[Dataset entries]
--*--

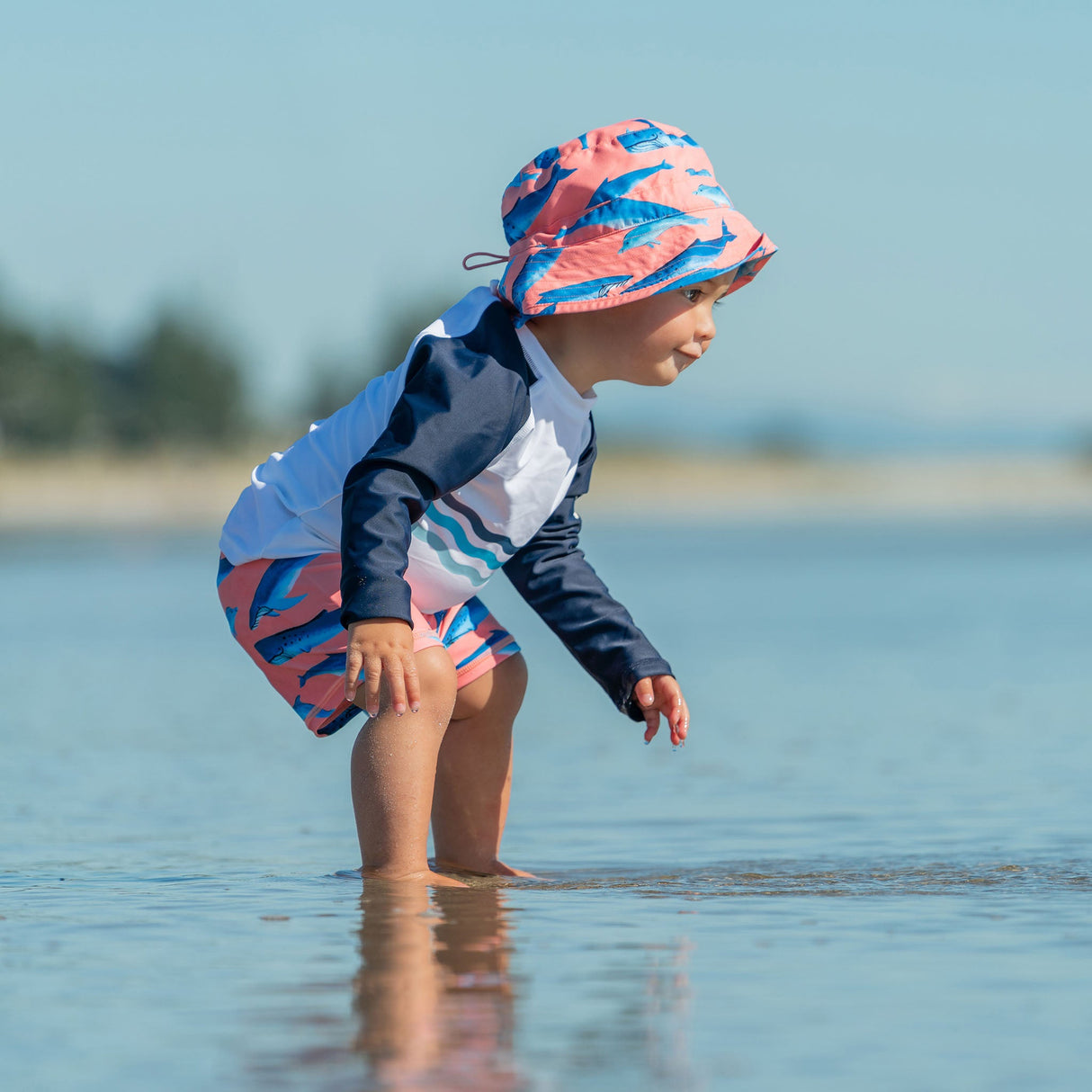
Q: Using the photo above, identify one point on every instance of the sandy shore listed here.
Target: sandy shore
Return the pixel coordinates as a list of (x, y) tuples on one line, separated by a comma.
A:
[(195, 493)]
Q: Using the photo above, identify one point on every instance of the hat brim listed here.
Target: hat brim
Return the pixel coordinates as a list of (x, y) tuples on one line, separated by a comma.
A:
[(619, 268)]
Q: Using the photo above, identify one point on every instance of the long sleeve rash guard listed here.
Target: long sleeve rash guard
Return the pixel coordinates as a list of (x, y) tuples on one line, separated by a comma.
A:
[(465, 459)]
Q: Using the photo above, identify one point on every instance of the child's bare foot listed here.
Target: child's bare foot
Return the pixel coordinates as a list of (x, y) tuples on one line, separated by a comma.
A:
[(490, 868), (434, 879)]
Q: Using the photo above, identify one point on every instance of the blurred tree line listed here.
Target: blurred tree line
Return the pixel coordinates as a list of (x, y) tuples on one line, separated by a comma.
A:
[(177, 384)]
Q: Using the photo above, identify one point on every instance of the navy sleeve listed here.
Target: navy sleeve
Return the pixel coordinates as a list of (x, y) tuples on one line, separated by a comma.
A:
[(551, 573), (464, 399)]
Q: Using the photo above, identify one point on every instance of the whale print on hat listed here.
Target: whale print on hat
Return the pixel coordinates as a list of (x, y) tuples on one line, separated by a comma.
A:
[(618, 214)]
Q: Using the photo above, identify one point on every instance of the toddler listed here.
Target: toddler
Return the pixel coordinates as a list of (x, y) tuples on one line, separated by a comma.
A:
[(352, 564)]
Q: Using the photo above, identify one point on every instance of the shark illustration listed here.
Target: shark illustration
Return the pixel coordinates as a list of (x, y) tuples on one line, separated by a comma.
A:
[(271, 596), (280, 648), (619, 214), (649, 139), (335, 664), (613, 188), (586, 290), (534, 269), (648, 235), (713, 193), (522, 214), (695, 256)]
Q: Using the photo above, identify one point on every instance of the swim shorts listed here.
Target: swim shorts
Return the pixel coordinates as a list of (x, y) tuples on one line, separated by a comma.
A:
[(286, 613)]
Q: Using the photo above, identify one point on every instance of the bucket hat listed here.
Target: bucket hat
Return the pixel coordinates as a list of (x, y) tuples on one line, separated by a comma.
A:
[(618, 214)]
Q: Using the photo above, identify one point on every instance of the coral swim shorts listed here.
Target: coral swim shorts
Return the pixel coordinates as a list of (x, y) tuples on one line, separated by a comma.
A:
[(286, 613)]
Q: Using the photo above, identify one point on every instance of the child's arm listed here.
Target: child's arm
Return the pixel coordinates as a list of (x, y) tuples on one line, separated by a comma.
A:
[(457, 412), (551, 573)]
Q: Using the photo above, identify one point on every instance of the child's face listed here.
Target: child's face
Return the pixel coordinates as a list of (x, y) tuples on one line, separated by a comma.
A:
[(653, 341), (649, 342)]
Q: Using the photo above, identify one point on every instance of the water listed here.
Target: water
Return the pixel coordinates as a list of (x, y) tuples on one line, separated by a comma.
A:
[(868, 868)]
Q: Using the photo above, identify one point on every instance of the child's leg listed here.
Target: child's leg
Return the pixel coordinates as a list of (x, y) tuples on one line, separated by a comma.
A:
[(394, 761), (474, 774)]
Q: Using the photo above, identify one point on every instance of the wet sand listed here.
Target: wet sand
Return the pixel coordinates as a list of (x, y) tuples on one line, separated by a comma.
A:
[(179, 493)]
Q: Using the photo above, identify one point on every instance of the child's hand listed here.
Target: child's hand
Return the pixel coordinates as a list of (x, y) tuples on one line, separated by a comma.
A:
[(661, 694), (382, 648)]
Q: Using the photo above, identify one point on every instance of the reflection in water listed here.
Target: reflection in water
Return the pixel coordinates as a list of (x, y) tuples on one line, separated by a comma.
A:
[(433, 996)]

--*--

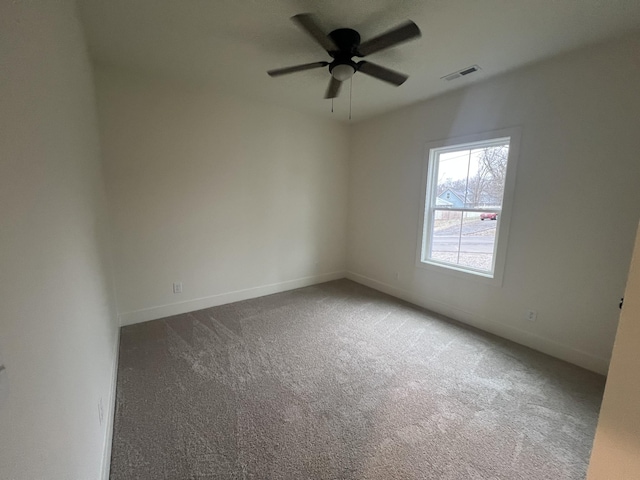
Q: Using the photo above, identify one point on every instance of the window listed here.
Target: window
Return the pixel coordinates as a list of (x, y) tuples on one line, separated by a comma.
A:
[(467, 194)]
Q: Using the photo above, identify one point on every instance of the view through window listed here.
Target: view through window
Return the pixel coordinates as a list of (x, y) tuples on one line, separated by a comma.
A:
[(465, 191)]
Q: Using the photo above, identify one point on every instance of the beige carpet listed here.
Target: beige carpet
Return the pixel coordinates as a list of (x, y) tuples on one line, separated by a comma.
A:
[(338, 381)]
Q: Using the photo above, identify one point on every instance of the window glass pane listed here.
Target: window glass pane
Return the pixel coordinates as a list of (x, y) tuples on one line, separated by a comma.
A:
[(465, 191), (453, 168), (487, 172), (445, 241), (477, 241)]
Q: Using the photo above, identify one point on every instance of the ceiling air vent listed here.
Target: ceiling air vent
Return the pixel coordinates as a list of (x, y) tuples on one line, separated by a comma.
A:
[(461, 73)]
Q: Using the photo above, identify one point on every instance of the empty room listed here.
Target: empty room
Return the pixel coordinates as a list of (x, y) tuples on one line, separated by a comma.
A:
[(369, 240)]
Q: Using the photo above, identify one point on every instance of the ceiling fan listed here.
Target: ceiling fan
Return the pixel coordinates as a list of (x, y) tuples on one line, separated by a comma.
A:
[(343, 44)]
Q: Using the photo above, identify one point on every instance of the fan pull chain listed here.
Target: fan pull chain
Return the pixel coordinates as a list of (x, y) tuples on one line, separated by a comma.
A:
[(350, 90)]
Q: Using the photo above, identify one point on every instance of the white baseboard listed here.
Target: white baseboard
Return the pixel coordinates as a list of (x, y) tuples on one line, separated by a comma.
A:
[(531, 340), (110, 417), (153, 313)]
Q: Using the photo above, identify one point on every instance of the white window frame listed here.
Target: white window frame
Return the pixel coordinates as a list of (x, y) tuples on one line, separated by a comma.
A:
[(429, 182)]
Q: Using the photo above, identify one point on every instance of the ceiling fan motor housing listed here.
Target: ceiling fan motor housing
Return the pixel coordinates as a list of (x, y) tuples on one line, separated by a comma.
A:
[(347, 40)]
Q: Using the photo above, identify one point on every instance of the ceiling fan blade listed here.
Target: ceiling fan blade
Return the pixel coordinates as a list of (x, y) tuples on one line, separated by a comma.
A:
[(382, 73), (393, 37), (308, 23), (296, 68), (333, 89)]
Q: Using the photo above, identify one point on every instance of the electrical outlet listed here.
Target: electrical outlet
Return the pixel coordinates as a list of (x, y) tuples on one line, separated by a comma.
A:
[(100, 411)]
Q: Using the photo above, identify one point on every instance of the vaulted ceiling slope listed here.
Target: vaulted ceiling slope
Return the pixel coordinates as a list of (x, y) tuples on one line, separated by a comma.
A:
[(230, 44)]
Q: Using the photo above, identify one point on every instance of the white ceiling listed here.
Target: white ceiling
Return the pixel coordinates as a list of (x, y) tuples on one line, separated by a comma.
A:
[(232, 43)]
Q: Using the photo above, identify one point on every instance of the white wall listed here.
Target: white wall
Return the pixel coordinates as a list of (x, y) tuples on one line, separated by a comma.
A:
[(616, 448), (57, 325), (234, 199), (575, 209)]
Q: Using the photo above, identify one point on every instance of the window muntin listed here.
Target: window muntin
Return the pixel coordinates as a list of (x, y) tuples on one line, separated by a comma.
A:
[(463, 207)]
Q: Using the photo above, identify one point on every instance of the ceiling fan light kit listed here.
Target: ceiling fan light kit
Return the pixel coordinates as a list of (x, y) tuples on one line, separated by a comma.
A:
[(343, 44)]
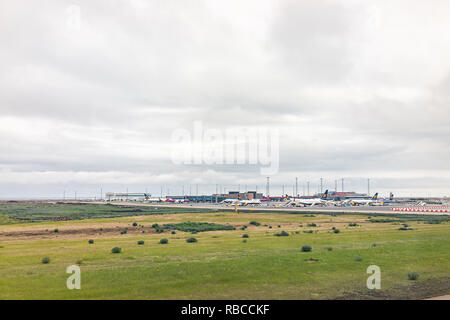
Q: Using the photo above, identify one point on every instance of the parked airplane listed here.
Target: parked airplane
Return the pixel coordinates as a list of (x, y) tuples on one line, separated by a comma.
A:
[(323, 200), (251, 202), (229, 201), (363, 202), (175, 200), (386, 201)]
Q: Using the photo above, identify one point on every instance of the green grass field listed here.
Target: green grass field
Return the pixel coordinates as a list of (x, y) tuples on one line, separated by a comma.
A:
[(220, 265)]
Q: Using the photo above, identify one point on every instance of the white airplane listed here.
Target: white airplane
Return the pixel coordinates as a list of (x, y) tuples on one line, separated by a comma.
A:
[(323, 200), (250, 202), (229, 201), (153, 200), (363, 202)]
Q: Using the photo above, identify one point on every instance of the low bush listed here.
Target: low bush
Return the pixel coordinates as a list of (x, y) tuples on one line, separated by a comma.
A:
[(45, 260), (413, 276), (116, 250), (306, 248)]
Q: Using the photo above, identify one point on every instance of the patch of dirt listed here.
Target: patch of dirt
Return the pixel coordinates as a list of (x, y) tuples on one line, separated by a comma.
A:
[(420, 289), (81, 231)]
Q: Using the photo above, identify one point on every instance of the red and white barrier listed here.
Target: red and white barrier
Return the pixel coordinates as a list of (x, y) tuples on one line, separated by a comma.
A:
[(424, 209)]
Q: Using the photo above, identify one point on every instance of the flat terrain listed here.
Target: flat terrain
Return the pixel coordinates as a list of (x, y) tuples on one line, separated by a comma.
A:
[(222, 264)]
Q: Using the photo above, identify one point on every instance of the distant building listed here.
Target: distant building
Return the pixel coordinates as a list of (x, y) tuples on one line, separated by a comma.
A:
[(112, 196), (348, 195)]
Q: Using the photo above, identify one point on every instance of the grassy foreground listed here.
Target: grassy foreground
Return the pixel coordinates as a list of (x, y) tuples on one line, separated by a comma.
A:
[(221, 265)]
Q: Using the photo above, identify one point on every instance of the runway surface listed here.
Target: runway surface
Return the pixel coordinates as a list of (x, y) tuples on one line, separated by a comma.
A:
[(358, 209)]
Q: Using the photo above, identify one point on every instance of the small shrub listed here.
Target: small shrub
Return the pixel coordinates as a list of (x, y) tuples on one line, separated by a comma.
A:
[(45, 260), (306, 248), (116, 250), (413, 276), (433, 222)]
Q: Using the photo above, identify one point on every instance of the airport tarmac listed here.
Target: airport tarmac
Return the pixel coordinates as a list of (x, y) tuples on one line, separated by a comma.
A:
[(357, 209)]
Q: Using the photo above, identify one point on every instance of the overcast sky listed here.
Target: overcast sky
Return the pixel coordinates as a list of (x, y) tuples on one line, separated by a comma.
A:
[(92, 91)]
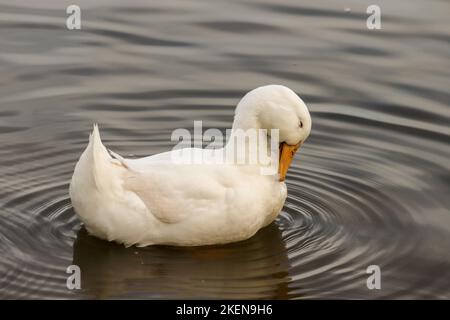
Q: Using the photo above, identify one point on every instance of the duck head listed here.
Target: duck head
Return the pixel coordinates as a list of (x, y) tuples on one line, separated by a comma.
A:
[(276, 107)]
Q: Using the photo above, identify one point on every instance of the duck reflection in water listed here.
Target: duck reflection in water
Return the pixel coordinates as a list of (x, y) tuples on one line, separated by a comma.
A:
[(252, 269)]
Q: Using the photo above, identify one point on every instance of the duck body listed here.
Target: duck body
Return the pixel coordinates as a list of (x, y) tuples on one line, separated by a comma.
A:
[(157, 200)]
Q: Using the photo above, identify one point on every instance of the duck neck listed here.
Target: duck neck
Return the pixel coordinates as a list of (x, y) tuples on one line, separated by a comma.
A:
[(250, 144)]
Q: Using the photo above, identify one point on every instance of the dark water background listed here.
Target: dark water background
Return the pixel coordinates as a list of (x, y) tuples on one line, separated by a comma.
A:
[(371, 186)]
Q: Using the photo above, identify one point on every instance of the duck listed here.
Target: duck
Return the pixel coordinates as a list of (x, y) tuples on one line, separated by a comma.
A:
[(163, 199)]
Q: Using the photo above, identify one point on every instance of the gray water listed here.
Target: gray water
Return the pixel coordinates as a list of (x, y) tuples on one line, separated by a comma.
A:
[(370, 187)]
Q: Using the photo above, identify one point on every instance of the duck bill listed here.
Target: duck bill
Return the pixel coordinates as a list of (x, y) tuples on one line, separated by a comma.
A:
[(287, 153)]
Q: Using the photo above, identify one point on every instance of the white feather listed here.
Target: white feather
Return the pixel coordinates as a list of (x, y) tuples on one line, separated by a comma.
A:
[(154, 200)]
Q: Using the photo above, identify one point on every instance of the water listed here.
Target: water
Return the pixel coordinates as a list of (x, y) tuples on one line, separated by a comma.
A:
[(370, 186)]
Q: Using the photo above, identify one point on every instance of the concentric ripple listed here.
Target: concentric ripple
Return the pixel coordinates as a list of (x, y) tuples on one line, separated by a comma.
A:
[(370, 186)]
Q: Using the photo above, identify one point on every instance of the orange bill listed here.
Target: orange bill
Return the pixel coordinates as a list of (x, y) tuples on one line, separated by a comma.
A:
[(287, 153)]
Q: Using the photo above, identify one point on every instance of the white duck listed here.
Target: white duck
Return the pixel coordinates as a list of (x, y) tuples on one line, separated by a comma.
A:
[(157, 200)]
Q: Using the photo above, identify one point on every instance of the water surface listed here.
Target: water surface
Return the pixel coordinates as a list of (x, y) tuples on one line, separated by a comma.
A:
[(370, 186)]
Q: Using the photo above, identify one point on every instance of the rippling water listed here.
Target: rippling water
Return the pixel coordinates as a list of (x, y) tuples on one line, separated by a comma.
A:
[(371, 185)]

--*--

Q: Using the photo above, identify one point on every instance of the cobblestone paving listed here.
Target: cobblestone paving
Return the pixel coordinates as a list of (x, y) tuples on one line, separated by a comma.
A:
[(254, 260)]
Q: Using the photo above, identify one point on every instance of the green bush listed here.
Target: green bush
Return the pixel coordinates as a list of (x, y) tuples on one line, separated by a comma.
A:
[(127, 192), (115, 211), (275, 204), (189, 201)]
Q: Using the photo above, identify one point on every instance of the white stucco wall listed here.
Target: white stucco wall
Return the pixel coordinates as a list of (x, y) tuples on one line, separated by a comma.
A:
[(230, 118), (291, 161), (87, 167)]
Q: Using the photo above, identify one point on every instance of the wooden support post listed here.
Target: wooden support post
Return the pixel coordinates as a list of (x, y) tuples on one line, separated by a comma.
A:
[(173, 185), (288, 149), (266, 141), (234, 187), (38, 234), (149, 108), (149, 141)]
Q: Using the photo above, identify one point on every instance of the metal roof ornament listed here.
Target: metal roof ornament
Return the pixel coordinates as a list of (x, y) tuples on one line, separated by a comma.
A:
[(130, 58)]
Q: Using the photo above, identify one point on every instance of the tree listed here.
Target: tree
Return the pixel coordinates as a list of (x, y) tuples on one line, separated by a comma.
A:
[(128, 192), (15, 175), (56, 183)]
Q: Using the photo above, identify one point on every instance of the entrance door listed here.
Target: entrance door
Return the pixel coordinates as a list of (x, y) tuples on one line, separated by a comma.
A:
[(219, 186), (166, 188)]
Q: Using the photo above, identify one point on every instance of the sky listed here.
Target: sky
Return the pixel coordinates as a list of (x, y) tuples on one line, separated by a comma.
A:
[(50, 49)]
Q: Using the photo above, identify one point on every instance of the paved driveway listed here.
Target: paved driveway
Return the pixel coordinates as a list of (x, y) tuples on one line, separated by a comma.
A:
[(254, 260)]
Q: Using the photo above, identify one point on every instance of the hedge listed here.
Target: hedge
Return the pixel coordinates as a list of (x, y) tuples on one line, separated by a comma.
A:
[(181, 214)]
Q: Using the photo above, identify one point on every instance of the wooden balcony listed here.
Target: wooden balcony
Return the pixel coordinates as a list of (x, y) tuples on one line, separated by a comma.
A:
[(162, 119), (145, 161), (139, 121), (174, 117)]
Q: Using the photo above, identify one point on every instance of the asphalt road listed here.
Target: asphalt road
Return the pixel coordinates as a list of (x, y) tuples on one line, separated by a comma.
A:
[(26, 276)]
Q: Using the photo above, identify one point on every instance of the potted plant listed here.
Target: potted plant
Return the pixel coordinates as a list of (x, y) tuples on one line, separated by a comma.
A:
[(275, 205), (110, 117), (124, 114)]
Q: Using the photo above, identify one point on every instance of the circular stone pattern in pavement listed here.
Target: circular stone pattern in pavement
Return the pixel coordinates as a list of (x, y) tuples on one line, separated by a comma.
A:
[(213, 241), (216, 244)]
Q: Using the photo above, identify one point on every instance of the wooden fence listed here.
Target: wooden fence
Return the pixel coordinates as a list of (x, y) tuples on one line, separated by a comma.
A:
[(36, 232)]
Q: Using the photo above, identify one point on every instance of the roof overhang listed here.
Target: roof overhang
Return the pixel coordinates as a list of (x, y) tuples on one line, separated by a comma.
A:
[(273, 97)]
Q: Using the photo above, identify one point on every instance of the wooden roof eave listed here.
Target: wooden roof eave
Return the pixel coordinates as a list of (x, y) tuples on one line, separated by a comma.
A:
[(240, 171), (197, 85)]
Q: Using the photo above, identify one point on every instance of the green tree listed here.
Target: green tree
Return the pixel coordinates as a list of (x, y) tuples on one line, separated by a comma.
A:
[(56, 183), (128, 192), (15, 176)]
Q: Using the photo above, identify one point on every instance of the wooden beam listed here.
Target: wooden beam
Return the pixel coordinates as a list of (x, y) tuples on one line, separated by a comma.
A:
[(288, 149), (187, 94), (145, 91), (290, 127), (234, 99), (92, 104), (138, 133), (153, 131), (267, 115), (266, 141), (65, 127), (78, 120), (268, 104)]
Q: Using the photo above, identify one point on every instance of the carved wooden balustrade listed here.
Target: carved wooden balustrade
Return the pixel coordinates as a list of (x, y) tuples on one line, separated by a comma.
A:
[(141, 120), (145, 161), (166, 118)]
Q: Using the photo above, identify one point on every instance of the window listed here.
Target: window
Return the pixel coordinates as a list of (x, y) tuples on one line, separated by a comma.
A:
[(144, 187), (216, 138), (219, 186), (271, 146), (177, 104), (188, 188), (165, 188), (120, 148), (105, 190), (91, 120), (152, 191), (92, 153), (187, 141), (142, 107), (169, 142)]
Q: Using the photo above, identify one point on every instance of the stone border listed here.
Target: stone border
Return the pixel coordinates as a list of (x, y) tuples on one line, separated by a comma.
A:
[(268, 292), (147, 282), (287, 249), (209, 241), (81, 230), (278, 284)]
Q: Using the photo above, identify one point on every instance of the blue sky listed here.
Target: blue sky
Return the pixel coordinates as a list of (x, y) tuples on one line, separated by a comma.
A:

--*--

:: Direction ::
Filter the data above and copy out every line that contains the string "dark".

:: Solution ::
Q: Using the photo above, identify one point on every instance of the dark water background listed here.
Target: dark water background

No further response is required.